**Aim of the exercise**
Can you rewrite the records below as a Markdown table with the columns Row and Line, giving each non-blank line its own row number and leaving the pictures out?

= = = = =

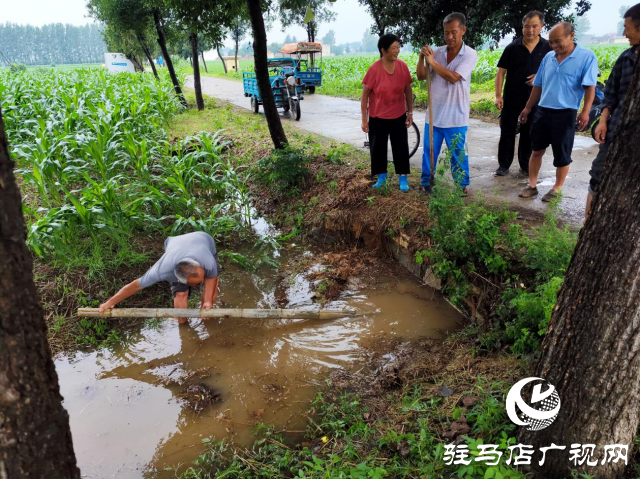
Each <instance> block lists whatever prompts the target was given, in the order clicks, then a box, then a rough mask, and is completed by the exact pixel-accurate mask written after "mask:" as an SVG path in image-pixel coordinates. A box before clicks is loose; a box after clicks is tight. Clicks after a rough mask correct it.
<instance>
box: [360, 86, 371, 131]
mask: <svg viewBox="0 0 640 479" xmlns="http://www.w3.org/2000/svg"><path fill="white" fill-rule="evenodd" d="M369 95H371V90H370V89H369V87H367V85H362V98H361V99H360V113H362V125H361V126H362V131H364V132H365V133H369V120H368V119H367V108H369Z"/></svg>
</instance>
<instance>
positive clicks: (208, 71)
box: [200, 52, 209, 73]
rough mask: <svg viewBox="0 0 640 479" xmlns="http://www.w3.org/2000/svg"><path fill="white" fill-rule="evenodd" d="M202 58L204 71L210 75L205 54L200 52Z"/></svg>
mask: <svg viewBox="0 0 640 479" xmlns="http://www.w3.org/2000/svg"><path fill="white" fill-rule="evenodd" d="M200 57H201V58H202V66H203V67H204V71H205V72H207V73H209V69H208V68H207V62H206V60H205V59H204V52H200Z"/></svg>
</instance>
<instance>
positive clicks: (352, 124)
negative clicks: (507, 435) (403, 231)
mask: <svg viewBox="0 0 640 479" xmlns="http://www.w3.org/2000/svg"><path fill="white" fill-rule="evenodd" d="M191 85H192V77H189V78H188V79H187V86H191ZM202 90H203V93H205V94H206V95H209V96H212V97H215V98H219V99H221V100H225V101H228V102H230V103H233V104H234V105H238V106H240V107H244V108H247V109H249V108H250V101H249V99H248V98H245V97H244V95H243V89H242V83H241V82H237V81H232V80H225V79H222V78H213V77H202ZM319 91H320V92H321V91H322V88H320V89H319ZM300 105H301V110H302V116H301V118H300V121H295V120H293V118H292V117H291V116H290V114H289V113H284V112H281V118H282V120H283V121H284V122H288V123H290V124H291V125H293V126H295V127H297V128H300V129H303V130H306V131H309V132H312V133H317V134H320V135H324V136H327V137H330V138H334V139H336V140H339V141H342V142H345V143H349V144H351V145H354V146H356V147H359V148H363V145H364V140H365V134H364V133H363V132H362V130H361V129H360V103H359V102H357V101H353V100H346V99H343V98H334V97H329V96H324V95H319V94H315V95H306V96H305V97H304V100H302V101H301V103H300ZM414 117H415V120H416V123H417V124H418V125H422V126H424V118H425V114H424V111H416V114H415V115H414ZM422 134H423V135H424V132H423V133H422ZM499 139H500V128H499V127H498V125H496V124H494V123H488V122H484V121H480V120H475V119H472V120H471V122H470V125H469V133H468V135H467V147H468V151H469V165H470V173H471V185H470V187H471V193H472V195H478V194H482V195H483V196H484V197H485V198H486V199H487V200H489V201H491V202H507V203H508V204H509V205H510V208H512V209H517V210H519V211H522V212H523V213H525V214H526V213H529V215H530V216H539V215H540V214H541V213H544V212H545V211H546V209H547V207H548V205H547V204H546V203H543V202H542V201H541V198H542V195H544V193H546V192H547V190H549V189H550V188H551V186H552V185H553V184H554V182H555V168H554V167H553V165H552V162H553V157H552V155H551V154H550V152H551V149H550V148H549V150H548V151H549V153H548V154H547V155H545V157H544V162H543V167H542V170H541V172H540V179H539V184H538V189H539V191H540V194H539V195H538V197H537V198H534V199H522V198H519V197H518V193H519V192H520V190H521V189H522V188H523V187H524V186H526V181H527V180H526V179H525V178H521V177H519V176H518V175H517V172H518V160H517V159H515V160H514V165H512V166H511V174H510V175H509V176H506V177H498V178H497V177H494V176H493V172H494V171H495V169H496V168H497V167H498V160H497V152H498V141H499ZM516 148H517V147H516ZM597 149H598V145H597V143H596V142H595V141H593V140H592V139H591V138H587V137H584V136H576V139H575V144H574V148H573V164H572V165H571V170H570V172H569V176H568V178H567V181H566V183H565V187H564V191H563V193H564V196H563V199H562V202H561V203H560V206H561V210H562V213H561V216H562V219H563V220H565V221H567V222H569V223H571V224H572V225H574V226H579V225H581V224H582V219H583V215H584V205H585V201H586V198H587V185H588V183H589V169H590V167H591V161H592V160H593V158H594V157H595V155H596V152H597ZM421 163H422V148H420V149H419V150H418V151H417V153H416V154H415V155H414V156H413V157H412V158H411V165H412V166H414V167H416V168H418V170H420V167H421ZM411 184H417V182H416V181H415V180H412V181H411Z"/></svg>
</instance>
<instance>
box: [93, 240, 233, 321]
mask: <svg viewBox="0 0 640 479" xmlns="http://www.w3.org/2000/svg"><path fill="white" fill-rule="evenodd" d="M164 250H165V252H164V254H163V255H162V256H161V257H160V259H159V260H158V261H156V263H155V264H154V265H153V266H152V267H151V268H150V269H149V270H148V271H147V272H146V273H145V274H144V275H142V277H141V278H139V279H136V280H134V281H132V282H131V283H129V284H128V285H126V286H124V287H123V288H122V289H121V290H120V291H118V292H117V293H116V294H115V295H114V296H113V297H111V298H110V299H109V300H108V301H106V302H105V303H103V304H101V305H100V314H102V313H103V312H104V311H105V310H107V309H111V308H114V307H115V306H116V304H118V303H119V302H120V301H122V300H124V299H126V298H128V297H130V296H131V295H133V294H135V293H136V292H138V291H140V290H141V289H143V288H146V287H149V286H151V285H152V284H155V283H157V282H159V281H167V282H168V283H169V284H170V285H171V293H172V294H173V304H174V308H180V309H184V308H187V307H188V304H189V295H190V293H191V287H192V286H195V285H197V284H200V283H204V285H205V286H204V292H203V294H202V301H201V308H204V309H211V308H212V307H213V303H214V301H215V298H216V295H217V291H218V272H219V270H220V266H219V264H218V253H217V251H216V245H215V242H214V240H213V238H212V237H211V236H210V235H208V234H207V233H204V232H202V231H197V232H194V233H188V234H185V235H181V236H170V237H169V238H167V239H166V241H165V242H164ZM186 321H187V320H186V318H179V322H180V323H185V322H186Z"/></svg>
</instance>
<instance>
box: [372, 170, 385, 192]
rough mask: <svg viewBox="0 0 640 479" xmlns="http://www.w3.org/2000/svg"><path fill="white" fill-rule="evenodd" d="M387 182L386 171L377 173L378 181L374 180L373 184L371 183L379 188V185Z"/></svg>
mask: <svg viewBox="0 0 640 479" xmlns="http://www.w3.org/2000/svg"><path fill="white" fill-rule="evenodd" d="M386 184H387V174H386V173H380V174H379V175H378V181H377V182H376V184H375V185H373V187H374V188H380V187H381V186H384V185H386Z"/></svg>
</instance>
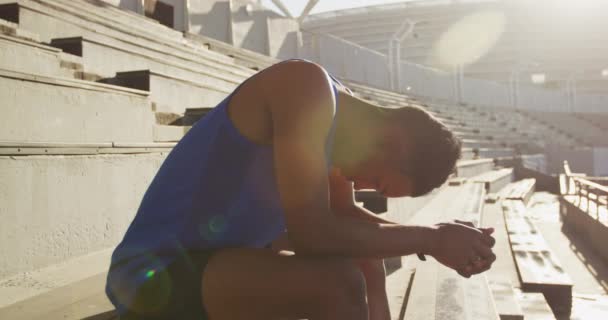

= = = = =

**Answer to this exercise**
| Row | Line |
|---|---|
| 1 | Each <instance> block lists whatever prompts the target was given, in the order clicks, then a box, then a rough mask, and is completed by the exact pixel-accurate mask written after "mask:" as an SVG path in image-pixel coordinates. A box before clicks is loose; a box after clicks is tight. Clicks after a rough mask correct it. |
| 2 | <instance> |
| 3 | box: [360, 86, 371, 131] |
| 4 | mask: <svg viewBox="0 0 640 479" xmlns="http://www.w3.org/2000/svg"><path fill="white" fill-rule="evenodd" d="M369 95H371V90H370V89H369V87H367V85H362V98H361V99H360V113H362V125H361V126H362V131H364V132H365V133H369V120H368V119H367V108H369Z"/></svg> |
| 5 | </instance> |
| 6 | <instance> |
| 7 | positive clicks: (208, 71) |
| 8 | box: [200, 52, 209, 73] |
| 9 | rough mask: <svg viewBox="0 0 640 479" xmlns="http://www.w3.org/2000/svg"><path fill="white" fill-rule="evenodd" d="M202 58L204 71L210 75L205 54L200 52Z"/></svg> |
| 10 | mask: <svg viewBox="0 0 640 479" xmlns="http://www.w3.org/2000/svg"><path fill="white" fill-rule="evenodd" d="M200 57H201V58H202V66H203V67H204V71H205V72H207V73H209V69H208V68H207V62H206V60H205V59H204V52H200Z"/></svg> |
| 11 | </instance> |
| 12 | <instance> |
| 13 | positive clicks: (352, 124) |
| 14 | negative clicks: (507, 435) (403, 231) |
| 15 | mask: <svg viewBox="0 0 640 479" xmlns="http://www.w3.org/2000/svg"><path fill="white" fill-rule="evenodd" d="M191 85H192V77H189V78H188V79H187V86H191ZM202 90H203V93H205V94H206V95H209V96H212V97H215V98H219V99H221V100H225V101H228V102H230V103H233V104H234V105H238V106H240V107H244V108H247V109H249V108H250V101H249V99H248V98H245V97H244V95H243V89H242V83H241V82H237V81H232V80H225V79H222V78H213V77H202ZM319 91H320V92H321V91H322V88H320V89H319ZM300 105H301V110H302V116H301V118H300V121H295V120H293V118H292V117H291V116H290V114H289V113H284V112H281V118H282V120H283V121H284V122H288V123H290V124H291V125H293V126H295V127H297V128H300V129H303V130H306V131H309V132H312V133H317V134H320V135H324V136H327V137H330V138H334V139H336V140H339V141H342V142H345V143H349V144H351V145H354V146H356V147H359V148H363V145H364V140H365V134H364V133H363V132H362V130H361V129H360V103H359V102H357V101H353V100H346V99H343V98H334V97H329V96H324V95H319V94H315V95H306V96H305V97H304V100H302V101H301V103H300ZM414 117H415V120H416V123H417V124H418V125H422V126H424V118H425V114H424V111H416V114H415V115H414ZM422 134H423V135H424V132H423V133H422ZM499 139H500V128H499V127H498V125H496V124H494V123H488V122H484V121H480V120H475V119H472V120H471V122H470V125H469V133H468V135H467V147H468V151H469V165H470V173H471V185H470V187H471V193H472V195H478V194H482V195H483V196H484V197H485V198H486V199H487V200H489V201H491V202H507V203H508V204H509V205H510V208H512V209H517V210H519V211H522V212H523V213H525V214H526V213H529V215H530V216H539V215H540V214H541V213H544V212H545V211H546V209H547V207H548V205H547V204H546V203H543V202H542V201H541V198H542V195H544V193H546V192H547V190H549V189H550V188H551V186H552V185H553V184H554V182H555V168H554V167H553V165H552V162H553V157H552V155H551V154H550V152H551V149H550V148H549V150H548V151H549V153H548V154H547V155H545V157H544V162H543V167H542V170H541V172H540V179H539V184H538V189H539V191H540V194H539V195H538V197H537V198H534V199H522V198H519V197H518V193H519V192H520V190H521V189H522V188H523V187H524V186H526V181H527V180H526V179H525V178H521V177H519V176H518V175H517V172H518V160H517V159H515V160H514V165H512V166H511V174H510V175H509V176H506V177H498V178H497V177H494V176H493V172H494V171H495V169H496V168H497V167H498V160H497V152H498V141H499ZM516 148H517V147H516ZM597 149H598V145H597V143H596V142H595V141H593V140H592V139H591V138H587V137H584V136H576V139H575V144H574V148H573V164H572V165H571V170H570V172H569V176H568V178H567V181H566V183H565V187H564V191H563V193H564V196H563V199H562V202H561V203H560V206H561V210H562V213H561V216H562V219H563V220H565V221H567V222H569V223H571V224H572V225H574V226H579V225H581V224H582V219H583V215H584V205H585V201H586V198H587V185H588V183H589V169H590V167H591V161H592V160H593V158H594V157H595V155H596V152H597ZM421 163H422V148H420V149H419V150H418V151H417V153H416V154H415V155H414V156H413V157H412V158H411V165H412V166H414V167H416V168H418V170H420V167H421ZM411 184H417V182H416V181H415V180H412V181H411Z"/></svg> |
| 16 | </instance> |
| 17 | <instance> |
| 18 | box: [93, 240, 233, 321] |
| 19 | mask: <svg viewBox="0 0 640 479" xmlns="http://www.w3.org/2000/svg"><path fill="white" fill-rule="evenodd" d="M164 250H165V252H164V254H163V255H162V256H161V257H160V259H159V260H158V261H156V263H155V264H154V265H153V266H152V267H151V268H150V269H149V270H148V271H147V272H146V273H145V274H144V275H142V277H141V278H139V279H136V280H134V281H132V282H131V283H129V284H128V285H126V286H124V287H123V288H122V289H121V290H120V291H118V292H117V293H116V294H115V295H114V296H113V297H111V298H110V299H109V300H108V301H106V302H105V303H103V304H101V305H100V314H102V313H103V312H104V311H105V310H107V309H111V308H114V307H115V306H116V304H118V303H119V302H120V301H122V300H124V299H126V298H128V297H130V296H131V295H133V294H135V293H136V292H138V291H140V290H141V289H143V288H146V287H149V286H151V285H152V284H155V283H157V282H159V281H167V282H168V283H169V284H170V285H171V293H172V294H173V304H174V308H180V309H184V308H187V307H188V304H189V295H190V293H191V287H192V286H195V285H197V284H200V283H204V285H205V286H204V292H203V294H202V301H201V308H204V309H211V308H212V307H213V303H214V301H215V298H216V295H217V291H218V272H219V270H220V266H219V264H218V253H217V251H216V245H215V242H214V240H213V238H212V237H211V236H210V235H208V234H207V233H204V232H202V231H197V232H194V233H188V234H185V235H181V236H170V237H169V238H167V239H166V241H165V242H164ZM186 321H187V320H186V318H179V322H180V323H185V322H186Z"/></svg> |
| 20 | </instance> |
| 21 | <instance> |
| 22 | box: [372, 170, 385, 192] |
| 23 | rough mask: <svg viewBox="0 0 640 479" xmlns="http://www.w3.org/2000/svg"><path fill="white" fill-rule="evenodd" d="M387 182L386 171L377 173L378 181L374 180L373 184L371 183L379 188V185Z"/></svg> |
| 24 | mask: <svg viewBox="0 0 640 479" xmlns="http://www.w3.org/2000/svg"><path fill="white" fill-rule="evenodd" d="M386 184H387V174H386V173H380V174H379V175H378V181H377V182H376V184H375V185H373V187H374V188H380V187H381V186H384V185H386Z"/></svg> |
| 25 | </instance> |